◆ **INSTRUCTIONS FOR THE TASK**
Return the records that follow, matching each one exactly.

── EXERCISE INPUTS ──

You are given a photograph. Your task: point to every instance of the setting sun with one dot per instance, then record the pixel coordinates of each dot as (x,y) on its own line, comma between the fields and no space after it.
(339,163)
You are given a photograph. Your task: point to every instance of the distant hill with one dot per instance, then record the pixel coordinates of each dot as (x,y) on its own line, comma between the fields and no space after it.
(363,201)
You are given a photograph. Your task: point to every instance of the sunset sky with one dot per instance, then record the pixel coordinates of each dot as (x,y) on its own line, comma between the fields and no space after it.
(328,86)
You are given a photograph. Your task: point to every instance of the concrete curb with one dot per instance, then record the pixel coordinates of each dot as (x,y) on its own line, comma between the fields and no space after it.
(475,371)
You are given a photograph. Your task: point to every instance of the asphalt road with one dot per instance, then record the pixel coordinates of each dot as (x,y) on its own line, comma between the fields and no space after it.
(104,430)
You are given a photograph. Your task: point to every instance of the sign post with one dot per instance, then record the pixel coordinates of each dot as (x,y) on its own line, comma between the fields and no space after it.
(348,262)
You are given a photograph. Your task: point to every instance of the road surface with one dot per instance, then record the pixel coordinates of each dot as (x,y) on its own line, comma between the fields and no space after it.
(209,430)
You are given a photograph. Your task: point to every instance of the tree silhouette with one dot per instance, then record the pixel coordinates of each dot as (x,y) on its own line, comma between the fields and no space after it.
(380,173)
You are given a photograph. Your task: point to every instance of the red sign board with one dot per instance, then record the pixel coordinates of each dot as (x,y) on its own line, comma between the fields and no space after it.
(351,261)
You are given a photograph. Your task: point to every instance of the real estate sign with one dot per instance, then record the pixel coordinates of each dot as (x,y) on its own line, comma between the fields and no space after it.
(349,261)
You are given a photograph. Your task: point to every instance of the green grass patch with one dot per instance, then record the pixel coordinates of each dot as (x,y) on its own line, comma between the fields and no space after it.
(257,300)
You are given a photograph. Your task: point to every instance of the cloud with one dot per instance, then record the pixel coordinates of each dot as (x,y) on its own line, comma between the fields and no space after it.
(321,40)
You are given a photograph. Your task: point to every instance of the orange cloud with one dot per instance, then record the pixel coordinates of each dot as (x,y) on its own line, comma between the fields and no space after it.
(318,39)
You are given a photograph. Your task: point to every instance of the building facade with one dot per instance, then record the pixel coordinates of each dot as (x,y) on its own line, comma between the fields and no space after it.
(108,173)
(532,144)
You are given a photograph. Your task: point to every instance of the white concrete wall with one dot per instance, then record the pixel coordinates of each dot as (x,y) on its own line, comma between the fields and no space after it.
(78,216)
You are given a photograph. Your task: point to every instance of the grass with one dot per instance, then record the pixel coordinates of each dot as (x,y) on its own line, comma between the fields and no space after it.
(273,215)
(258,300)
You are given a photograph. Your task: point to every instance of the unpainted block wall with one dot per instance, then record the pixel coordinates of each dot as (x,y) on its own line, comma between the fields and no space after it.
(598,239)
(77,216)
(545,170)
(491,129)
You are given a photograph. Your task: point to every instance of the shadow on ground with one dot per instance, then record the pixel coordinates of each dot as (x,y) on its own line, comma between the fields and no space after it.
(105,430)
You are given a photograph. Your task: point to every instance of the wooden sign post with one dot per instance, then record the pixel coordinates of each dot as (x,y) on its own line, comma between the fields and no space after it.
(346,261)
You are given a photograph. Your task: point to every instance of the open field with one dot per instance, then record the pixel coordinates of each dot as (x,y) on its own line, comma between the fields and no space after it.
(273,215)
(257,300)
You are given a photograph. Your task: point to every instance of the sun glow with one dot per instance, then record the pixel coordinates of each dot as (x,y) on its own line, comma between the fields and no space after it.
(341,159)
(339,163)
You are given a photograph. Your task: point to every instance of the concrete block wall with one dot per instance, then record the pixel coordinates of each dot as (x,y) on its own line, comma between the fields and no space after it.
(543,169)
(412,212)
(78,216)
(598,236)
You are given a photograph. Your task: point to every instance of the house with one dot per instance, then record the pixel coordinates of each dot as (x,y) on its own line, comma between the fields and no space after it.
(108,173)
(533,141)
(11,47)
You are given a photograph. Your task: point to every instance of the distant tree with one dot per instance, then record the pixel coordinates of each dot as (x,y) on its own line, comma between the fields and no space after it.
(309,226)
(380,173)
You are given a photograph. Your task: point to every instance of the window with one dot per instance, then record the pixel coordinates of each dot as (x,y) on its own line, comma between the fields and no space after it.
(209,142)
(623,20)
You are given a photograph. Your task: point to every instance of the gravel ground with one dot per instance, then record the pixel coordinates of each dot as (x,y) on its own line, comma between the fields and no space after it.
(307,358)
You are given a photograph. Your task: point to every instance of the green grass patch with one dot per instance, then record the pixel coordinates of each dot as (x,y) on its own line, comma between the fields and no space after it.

───

◆ **WRITTEN RESPONSE**
You are given a photograph. Your task: point to every instance of the setting sun with one dot per instance, then record the pixel coordinates of each dot as (x,y) on its own line, comma between the fields and no space after it.
(339,163)
You are given a photograph. Your task: point to every instance of the distant hill with one dot per instance, then record the pixel coordinates of each dot as (x,y) on its own line, comma between the fields and no space after it.
(363,201)
You are given a photograph. Your task: point to every instance of the sunset sky with one dot per instance, then record the pixel coordinates of each dot as (x,y) on its own line, comma between the fields and no space after it.
(328,86)
You are given a photograph. Your task: point to every instance of the concrete curb with one dot per instance, then record the pixel coordinates of each dot as (x,y) on its own line, comma between the fields and no space after it.
(475,371)
You are given a photograph. Your task: point to every instance of the asphalt road with one dot per instance, then record the pixel coordinates of each dot as (x,y) on its own line, comma between the fields and no space after it.
(104,430)
You are given a photograph. Your task: point to every instance of the sign post with one dot per instance, then record the pixel coordinates of each dot as (x,y) on its own line, comma between the fields and no space after it.
(348,262)
You are given a photograph. Your task: point to every instance of the road surface with one dot per instance, then record the pixel coordinates of each dot as (x,y) on its own line, comma between the fields and no space after it.
(209,430)
You are given a photograph. Your task: point to every instance of the tree silhouette with one dot per instance, then record the pixel coordinates of each dot as (x,y) on its own line, comma between the fields and no space after it.
(380,173)
You are given a photograph. Your task: point to every instance of the red sign board with one dot per instance, then record the pixel coordinates of each dot as (x,y) on its own line, comma between the fields and no space after it.
(351,261)
You are given a photograph. Your task: point to every instance of the real estate sign with one dot per instance, then record the pixel coordinates of each dot as (x,y) on its own line, comma between the fields and no space after it.
(349,261)
You are given a photograph. Your task: point to every instance of the green grass patch with one dot per instance, then record the pixel coordinates of each dot as (x,y) on its own line, comma between the fields and no space after it.
(257,300)
You are given a photograph. Your task: point to every instance of the cloud with one dot per instance, then record the pixel coordinates of each dot as (x,y) on its own line, comma between the fields and no space after it.
(321,40)
You are given a photograph. Your task: point to every instance of the orange cloud with one dot per instance, then record the pixel coordinates of each dot as (x,y) on its own line, comma between the fields and no space after it.
(318,39)
You are given a photograph. Your task: point to every instance of the building facade with one dot per instance, then record the pixel coordinates of each dot as (x,y) on its own line, comma between the fields and no space after it.
(108,173)
(532,144)
You are given a photograph. Your task: point to every instance of the white concrete wall with one dot per instance, then record the pixel coordinates of each dot as (x,y) on its own line, comma between the fields and no space after it.
(78,216)
You are given a photograph. Your task: point to every instance of the grass with one dot per instance, then record the pixel coordinates of each dot as (x,y) on its own line, comma between the fields and no space after it.
(273,215)
(258,300)
You are given a photograph. Your task: point to every instance of the unpainted block wall with one dot per instance, then record the pixel coordinates of each dot as (x,y) on its own line, comma between the fields and no space after it.
(598,239)
(77,216)
(545,170)
(491,129)
You are given a photograph. Your task: point to every instance of the shadow on ground with one dot per instance, then record the pixel coordinates of each dot as (x,y) on its own line, comma between the fields and no space after it.
(105,430)
You are given a photograph. Your task: point to every instance of the wooden sign post with one dot per instance, then record the pixel coordinates of each dot as (x,y) on its own line, comma between the fields and no space after it.
(346,261)
You are given a photograph. Your task: point to every instance of the open field with one dot per instance, then record the pixel coordinates of each dot as (x,y) on its own line, comma between the fields and no space after it.
(273,215)
(257,300)
You are given a photograph. Your task: point to every instance of the sun glow with one dot per instance, then record the pixel coordinates of each dot as (x,y) on its own line, comma between the fields and no space after it.
(341,159)
(339,163)
You are given a photograph. Your task: point to every instance of the concrete block wall with one dot per instance, then record the pixel coordinates of each dot as (x,y) on its own line, comma between the fields and no space after it.
(543,169)
(412,212)
(78,216)
(598,236)
You are given a photograph. Your task: point to every instance of the house with one dot per instance, then record the pixel coordinates of each dot as (x,y) on its own line, comma between the fields and no space after it.
(108,173)
(533,141)
(11,47)
You are given a photograph. Your task: point to every instance of the distant tree with one dot per instance, then record the pixel coordinates of each dot as (x,y) on its own line, comma between the fields and no space after it.
(309,226)
(380,173)
You are given a photograph. Your task: point to every instance of the window with one dot per instance, then record the pixel coordinates of each dot as (x,y) on its own line, comma between the fields and no space after it.
(209,142)
(623,20)
You are given a photograph. Your task: point to every instance of the gravel ground with one dot per instance, then record the pixel coordinates of each dot as (x,y) on its own line, comma between the fields and no space after it.
(307,358)
You are given a photograph. Your task: point to every instance of the green grass patch with one dot per instance, then record the pixel coordinates of each dot as (x,y) on its own line, comma between the fields and no space after it.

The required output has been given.